━━ Extracted data ━━
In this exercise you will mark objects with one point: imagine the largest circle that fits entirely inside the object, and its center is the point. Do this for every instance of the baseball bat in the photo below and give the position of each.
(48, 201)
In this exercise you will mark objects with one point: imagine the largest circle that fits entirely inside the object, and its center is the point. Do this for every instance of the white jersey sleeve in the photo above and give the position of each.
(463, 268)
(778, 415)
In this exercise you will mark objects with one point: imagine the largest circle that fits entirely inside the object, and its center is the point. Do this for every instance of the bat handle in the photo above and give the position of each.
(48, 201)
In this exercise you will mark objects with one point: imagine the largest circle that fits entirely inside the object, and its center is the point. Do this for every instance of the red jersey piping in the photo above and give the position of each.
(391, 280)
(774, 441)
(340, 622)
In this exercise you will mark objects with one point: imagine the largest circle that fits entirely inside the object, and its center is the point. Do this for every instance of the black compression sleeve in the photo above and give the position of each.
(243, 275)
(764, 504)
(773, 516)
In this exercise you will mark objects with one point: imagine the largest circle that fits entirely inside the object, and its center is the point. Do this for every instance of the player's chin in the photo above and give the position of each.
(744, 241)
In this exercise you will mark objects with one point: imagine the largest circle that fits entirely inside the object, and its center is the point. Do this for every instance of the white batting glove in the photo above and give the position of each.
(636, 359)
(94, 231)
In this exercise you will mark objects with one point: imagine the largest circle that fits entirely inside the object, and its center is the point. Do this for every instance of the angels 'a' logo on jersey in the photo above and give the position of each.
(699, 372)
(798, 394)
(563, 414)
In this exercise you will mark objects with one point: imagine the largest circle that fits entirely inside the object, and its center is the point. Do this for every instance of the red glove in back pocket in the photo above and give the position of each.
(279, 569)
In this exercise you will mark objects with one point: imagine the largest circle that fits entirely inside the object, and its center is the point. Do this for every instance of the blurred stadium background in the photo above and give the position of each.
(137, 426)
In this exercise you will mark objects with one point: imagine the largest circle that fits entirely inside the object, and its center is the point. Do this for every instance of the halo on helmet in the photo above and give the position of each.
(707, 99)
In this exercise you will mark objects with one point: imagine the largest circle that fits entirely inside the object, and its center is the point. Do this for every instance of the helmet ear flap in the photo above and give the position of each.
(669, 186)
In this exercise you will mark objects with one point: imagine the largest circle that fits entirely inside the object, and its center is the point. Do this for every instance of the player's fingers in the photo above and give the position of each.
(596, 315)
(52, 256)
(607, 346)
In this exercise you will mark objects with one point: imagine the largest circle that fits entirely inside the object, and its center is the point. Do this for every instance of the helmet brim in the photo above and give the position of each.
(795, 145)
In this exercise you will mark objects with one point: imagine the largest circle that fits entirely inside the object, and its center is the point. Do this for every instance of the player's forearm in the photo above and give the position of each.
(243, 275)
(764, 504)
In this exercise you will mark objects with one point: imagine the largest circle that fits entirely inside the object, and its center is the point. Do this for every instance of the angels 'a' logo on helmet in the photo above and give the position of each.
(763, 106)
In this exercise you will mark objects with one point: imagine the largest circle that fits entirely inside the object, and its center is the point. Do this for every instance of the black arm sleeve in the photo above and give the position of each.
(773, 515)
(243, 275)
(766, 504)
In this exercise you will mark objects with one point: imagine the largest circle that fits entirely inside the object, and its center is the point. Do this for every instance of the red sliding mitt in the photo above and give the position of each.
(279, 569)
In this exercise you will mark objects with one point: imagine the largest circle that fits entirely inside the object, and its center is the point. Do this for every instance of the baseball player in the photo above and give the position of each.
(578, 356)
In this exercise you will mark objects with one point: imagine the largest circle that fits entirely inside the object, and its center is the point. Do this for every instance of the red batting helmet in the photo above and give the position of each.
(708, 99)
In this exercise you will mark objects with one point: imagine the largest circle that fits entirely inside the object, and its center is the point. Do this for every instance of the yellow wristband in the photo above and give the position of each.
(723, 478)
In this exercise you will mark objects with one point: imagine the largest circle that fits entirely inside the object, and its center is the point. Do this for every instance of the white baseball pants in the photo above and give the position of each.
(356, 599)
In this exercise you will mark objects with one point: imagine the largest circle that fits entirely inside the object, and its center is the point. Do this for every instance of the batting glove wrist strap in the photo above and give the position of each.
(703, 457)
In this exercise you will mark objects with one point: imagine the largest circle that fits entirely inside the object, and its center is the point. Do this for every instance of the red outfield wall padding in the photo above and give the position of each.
━━━
Write each line above out exactly.

In this exercise you will mark objects with one point: imagine the largest circle that fits entirely inside the object, and its center is the point. Do this for every instance of the baseball bat in the photo below and give the position of each.
(48, 201)
In this exercise you will mark objects with one point: imagine the largest circle that fits entirely inside the object, and its center is the point. Do this for every instance of the white jersey sleeve in the photo above and give the position of each.
(463, 268)
(778, 415)
In this exercise you will mark objects with one point: imagine the largest circle that fits entirely inside the object, and its center is the point. Do this for every instance of the bat handle in the photo above and give the position of each.
(48, 201)
In this exercise you will mark objects with one point: imagine the largest circle that fits entirely inside the object, and its center is the point. Do this for every instance of the red jersey piping in the photo above and give the position of each.
(391, 280)
(774, 441)
(340, 622)
In this exercise you will mark objects with one point: imagine the largest circle that fits entirely inside the object, and its center is the point. Do this for every instance of the black compression sleeve in the photo above and give the position of each.
(243, 275)
(764, 504)
(773, 516)
In this exercise you will mark objects with one point: imagine the largest circle that fits entirely inside the object, and its center is the point. Do this for every instance of the player's chin in the photo above and give the position of each.
(744, 241)
In this exercise you will mark objects with one point: imagine the largest circle that fits entirely inside the object, and its center is the point. Do this for every instance of the white batting glove in the photo above and give the position of each.
(636, 359)
(94, 231)
In this exercise you will mark objects with one point: imagine the largest circle that fits entirely inside the object, and its center is the point. Do this for every instance of the angels 'a' logo on jersey in the photo above and give the position of each.
(699, 372)
(798, 394)
(563, 414)
In this exercise you will mark objects with one point: imagine the largest circle that fits entirely inside the object, and its center is the point. Do this for every instance of the red glove in back pocket in the photo above and give the position of each.
(279, 569)
In this exercise you will mark objects with one point: imagine the largest circle that fits entirely inside the object, and its center is the point. Do this for every instance of the blurred stadium background in the photo above and give the position of each.
(137, 426)
In this exercise you will mark objects with one point: imagine the largest circle that fits entirely inside the object, and its center is the point. Do this for every instance of the halo on helmet in the photo above and give the position of each.
(707, 99)
In this exercise you will mark objects with one point: imagine the largest circle that fits entirely inside the object, and its center is the point. Do this for every instance of the helmet ear flap in the photo above and give the position of each.
(669, 186)
In this exercise you will mark objects with one point: imagine the largest circle that fits entirely inside the object, and its center is the point. Do this for every instance of the player's fingers in the photo above and give the position of each.
(596, 315)
(52, 256)
(607, 346)
In this exercise you will mark objects with one point: imagine the largest circle that fits entirely inside the object, and its center is the point. Do this for every instance of the helmet brim in the photo above and give the position of each.
(795, 145)
In this exercise you will mark objects with one point: imagine the largest circle that fits entirely inside the object, and its center is the point. Do this for every instance of the player's forearm in the photo above and give the position of each.
(243, 275)
(764, 504)
In this exercise you will mark objects with one point: imagine the largest circle that fits entirely inside the object, and its center is the point. Do this for every instance of the angels 'a' logo on helmet in the photo above and give the position of each.
(763, 106)
In this exercise you will mark objects with one point: imagine the largest circle that fits entirely inside the object, and its center is the point. Do this for every instance of the black arm sleeve in the photo above and give the position of each.
(773, 515)
(243, 275)
(766, 504)
In this exercise you will mark objects with one point: imagine the largest circle that fits entirely inside the object, and its center is the point. Do this for every instance of the red sliding mitt in the photo above and give the position of each.
(279, 569)
In this exercise you will mark objects with one point: imagine the largest circle that fits entirely inside the object, and its center is the point. Do this for every instance of the baseball player in the photo above and give the position of each.
(578, 356)
In this exercise you will mark objects with one point: imagine the largest circle that fits entirely inside the object, and its center is the point. Do this for every instance of the red batting helmet in the photo above and give the position of each.
(708, 99)
In this exercise you will mark objects with one point: imagine the largest circle that fits entirely inside the object, and its center is the point. Do this for every instance of the yellow wristband in the photo above and give the position of each.
(723, 478)
In this exercise you will mark objects with one point: imagine the largest circle that fits entirely inside the object, and its center is the point. Do this for every instance of the white baseball pants in the photo above and give the position of each.
(356, 599)
In this exercise you will mark objects with one point: imagine the largest circle that fits entirely inside the object, and its center is the point. Do this for every instance of the batting glove wrist strap in the photo above and give the position of each.
(703, 457)
In this exercise you will mark objects with one point: imagine the largest circle that fits entirely inside the object, and its center is the point. Do this for every instance of the red outfield wall padding in the photo above and give the position of each.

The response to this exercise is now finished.